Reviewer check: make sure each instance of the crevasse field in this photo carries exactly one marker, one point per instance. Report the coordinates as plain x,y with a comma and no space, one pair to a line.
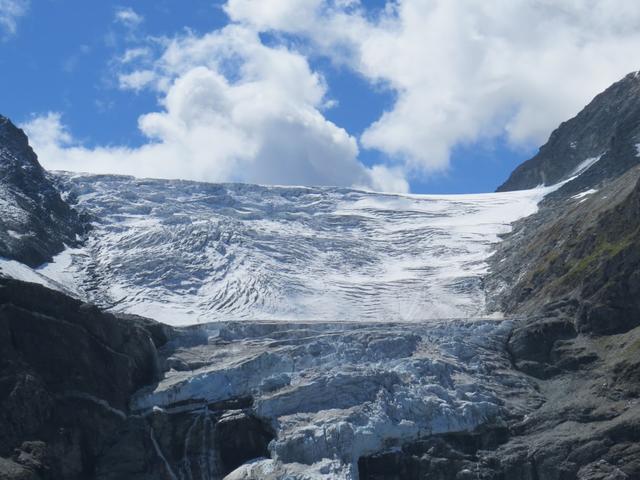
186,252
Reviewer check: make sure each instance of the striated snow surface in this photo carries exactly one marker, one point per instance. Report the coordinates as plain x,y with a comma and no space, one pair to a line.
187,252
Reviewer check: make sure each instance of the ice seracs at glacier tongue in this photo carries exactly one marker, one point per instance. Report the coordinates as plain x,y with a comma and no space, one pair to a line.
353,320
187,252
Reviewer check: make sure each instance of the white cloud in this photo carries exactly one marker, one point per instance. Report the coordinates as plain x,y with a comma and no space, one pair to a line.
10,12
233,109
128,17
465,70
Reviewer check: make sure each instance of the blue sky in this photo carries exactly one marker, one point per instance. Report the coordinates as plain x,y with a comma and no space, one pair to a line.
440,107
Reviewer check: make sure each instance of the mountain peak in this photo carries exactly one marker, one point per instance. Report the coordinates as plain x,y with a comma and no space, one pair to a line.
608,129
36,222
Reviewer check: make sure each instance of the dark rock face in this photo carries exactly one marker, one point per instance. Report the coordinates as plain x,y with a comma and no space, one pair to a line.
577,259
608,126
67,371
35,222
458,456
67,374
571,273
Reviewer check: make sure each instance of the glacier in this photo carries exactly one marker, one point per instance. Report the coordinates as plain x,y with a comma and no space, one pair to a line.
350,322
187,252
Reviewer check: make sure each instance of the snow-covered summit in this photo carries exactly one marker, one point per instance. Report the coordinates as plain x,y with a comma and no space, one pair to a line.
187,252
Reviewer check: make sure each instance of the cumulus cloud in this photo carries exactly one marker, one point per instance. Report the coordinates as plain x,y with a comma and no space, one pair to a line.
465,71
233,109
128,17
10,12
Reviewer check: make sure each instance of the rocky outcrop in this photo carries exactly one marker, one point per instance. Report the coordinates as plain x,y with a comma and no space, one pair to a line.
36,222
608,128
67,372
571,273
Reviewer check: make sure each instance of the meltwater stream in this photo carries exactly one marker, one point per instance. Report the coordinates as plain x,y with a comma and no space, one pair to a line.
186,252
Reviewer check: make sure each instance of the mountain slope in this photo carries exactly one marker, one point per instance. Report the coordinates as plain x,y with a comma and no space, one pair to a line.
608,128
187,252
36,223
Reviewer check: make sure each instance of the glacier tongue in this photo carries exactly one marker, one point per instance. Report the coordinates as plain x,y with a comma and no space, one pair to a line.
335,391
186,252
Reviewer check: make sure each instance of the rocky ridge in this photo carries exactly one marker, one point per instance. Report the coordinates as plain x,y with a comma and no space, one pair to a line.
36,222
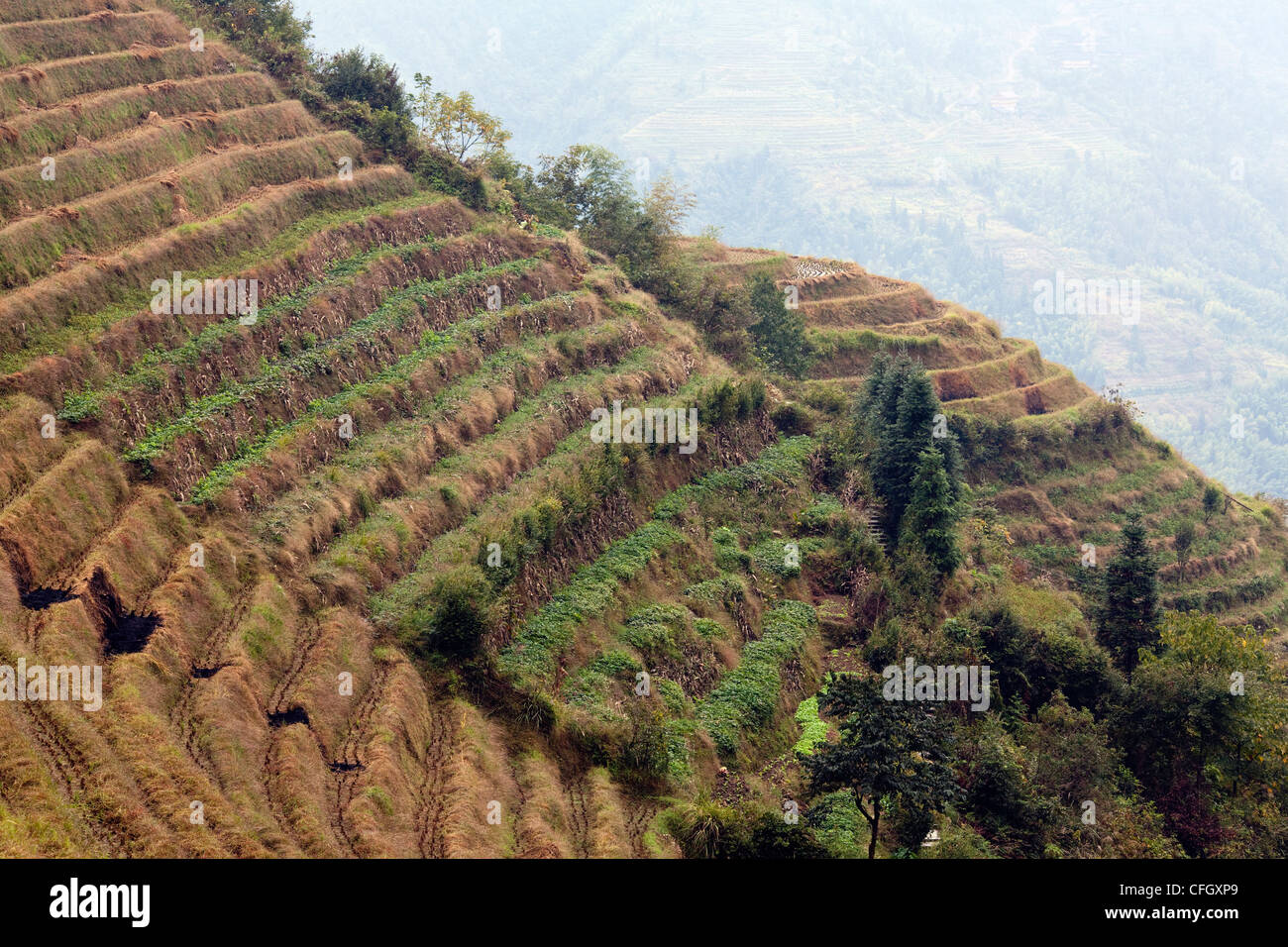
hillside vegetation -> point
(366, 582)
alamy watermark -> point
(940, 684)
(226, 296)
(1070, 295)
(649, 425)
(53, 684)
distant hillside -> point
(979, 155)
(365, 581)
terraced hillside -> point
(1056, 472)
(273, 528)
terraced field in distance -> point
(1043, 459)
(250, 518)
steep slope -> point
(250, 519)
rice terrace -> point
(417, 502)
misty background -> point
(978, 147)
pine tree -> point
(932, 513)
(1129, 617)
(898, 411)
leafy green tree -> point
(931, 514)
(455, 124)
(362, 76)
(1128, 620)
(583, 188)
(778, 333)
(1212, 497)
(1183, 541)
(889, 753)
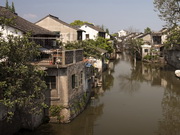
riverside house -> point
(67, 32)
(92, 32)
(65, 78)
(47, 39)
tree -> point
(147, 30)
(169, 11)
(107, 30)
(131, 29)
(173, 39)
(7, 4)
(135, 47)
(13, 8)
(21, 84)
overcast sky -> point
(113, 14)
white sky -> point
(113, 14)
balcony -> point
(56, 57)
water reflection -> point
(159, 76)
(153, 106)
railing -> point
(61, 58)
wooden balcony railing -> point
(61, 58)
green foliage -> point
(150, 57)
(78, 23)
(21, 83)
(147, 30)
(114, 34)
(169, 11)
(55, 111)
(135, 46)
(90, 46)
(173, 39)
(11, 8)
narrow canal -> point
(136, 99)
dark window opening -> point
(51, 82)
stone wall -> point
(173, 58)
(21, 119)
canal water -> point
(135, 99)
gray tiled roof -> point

#####

SHORT EXERCISE: Recast the data above as a numbered list, with blank lines left out and every line kept. Leave the pictures out of the answer.

OUTPUT FOR THIS TASK:
1. Reviewer check: make sure each instance of the crevasse field in this photo carries exactly one marker, one point per instance. Report the coordinates as plain x,y with a comma and no space, one pair to a line.
2. 186,252
3. Reviewer check: make sure each instance of the striated snow surface in this photo carries exactly one marker, one point per instance. Report the coordinates as plain x,y with a comma and no space, one pair to a line.
4. 187,252
5. Reviewer check: make sure each instance of the ice seracs at glacier tongue in this photo carries exactly one marker, one point per instance. Report the coordinates as plain x,y with a comma and no space, one pair to a line.
6. 353,320
7. 187,252
8. Reviewer check: make sure each instance of the white cloud in this photo carries exactly one marker, one point per instance. Report the coordinates as plain x,y with a comma and no space, one pair to a line.
9. 10,12
10. 233,109
11. 128,17
12. 465,70
13. Reviewer check: make sure each instance of the blue sky in this photo carries exactly one marker, one point per instance. Report the coordinates as plain x,y with a comma and no space, one pair to a line.
14. 440,107
15. Reviewer check: make sure each instance of the mountain peak in this photo carries exactly one marker, one point per instance. Report the coordinates as plain x,y with a comma and no space, one pair to a line.
16. 608,129
17. 36,222
18. Reviewer check: make sure each instance of the dark rock face in this photo carries exactly one marker, one point per instance. Report the coordinates as plain x,y with a comma and no space, one pair to a line.
19. 577,259
20. 608,126
21. 67,371
22. 35,222
23. 458,456
24. 67,374
25. 571,273
26. Reviewer check: make sure each instance of the glacier in this photo carries exactly one marker, one point per instance. Report the coordinates as plain x,y with a comma and no space, one pair to a line.
27. 350,322
28. 187,252
29. Reviewer check: make sure each instance of the snow-covered summit in this photo carries exactly one marker, one point per instance. Report the coordinates as plain x,y with a comma and no space, one pair to a line.
30. 187,252
31. Reviewer check: make sure each instance of the cumulus cloud in this photo carries exactly one marker, one point per instance. Report the coordinates as plain x,y with a comma and no space, one pair to a line.
32. 465,71
33. 233,109
34. 128,17
35. 10,12
36. Reviewer check: make sure each instance of the rocky outcrop in this photo carries exactly one marker, one point per instance. Report the coordinates as plain x,y with a comma and no space, one pair to a line.
37. 36,222
38. 608,128
39. 67,372
40. 571,273
41. Reviewer check: make sure each instance of the meltwater stream in this photo carries exactly one marker, one point per instance. Report the coordinates as plain x,y with a comma and no space, one pair to a line.
42. 186,252
43. Reviewer check: make sure each instance of the mountain slope in this photo carries exactly one marker, one point per instance. Report the coordinates as plain x,y with a comma and no space, one pair to a line.
44. 608,128
45. 187,252
46. 36,223
47. Reviewer check: make sure each instance of the glacier tongue in this photo carries exactly one marker, one point per instance. Report the coordinates as plain x,y with a comma and no space, one pair to a line.
48. 335,391
49. 186,252
50. Reviewer check: make sure each instance of the rocky ridge in this photo carries exactly one marker, one point per instance. Report the coordinates as plain x,y with a comma and no space, one pair to a line.
51. 36,222
52. hillside vegetation -> point
53. (366, 582)
54. alamy watermark -> point
55. (940, 684)
56. (226, 296)
57. (1070, 295)
58. (649, 425)
59. (53, 684)
60. distant hillside -> point
61. (979, 155)
62. (365, 581)
63. terraced hillside -> point
64. (1056, 472)
65. (273, 528)
66. terraced field in distance -> point
67. (1043, 459)
68. (250, 518)
69. steep slope -> point
70. (250, 519)
71. rice terrace -> point
72. (417, 502)
73. misty background -> point
74. (978, 147)
75. pine tree -> point
76. (932, 513)
77. (1129, 617)
78. (898, 411)
79. leafy green tree -> point
80. (931, 514)
81. (455, 124)
82. (362, 76)
83. (1128, 620)
84. (583, 188)
85. (778, 333)
86. (1212, 497)
87. (1183, 541)
88. (889, 753)
89. riverside house -> point
90. (67, 32)
91. (92, 32)
92. (65, 78)
93. (47, 39)
94. tree -> point
95. (147, 30)
96. (169, 11)
97. (107, 30)
98. (131, 29)
99. (173, 39)
100. (7, 4)
101. (135, 47)
102. (13, 8)
103. (21, 84)
104. overcast sky -> point
105. (113, 14)
106. white sky -> point
107. (113, 14)
108. balcony -> point
109. (56, 57)
110. water reflection -> point
111. (159, 76)
112. (153, 106)
113. railing -> point
114. (61, 58)
115. wooden balcony railing -> point
116. (61, 58)
117. green foliage -> point
118. (150, 57)
119. (78, 23)
120. (21, 83)
121. (147, 30)
122. (114, 34)
123. (169, 11)
124. (55, 111)
125. (135, 46)
126. (90, 46)
127. (173, 39)
128. (11, 8)
129. narrow canal -> point
130. (136, 99)
131. dark window opening -> point
132. (51, 82)
133. stone wall -> point
134. (173, 58)
135. (21, 119)
136. canal water -> point
137. (135, 99)
138. gray tiled roof -> point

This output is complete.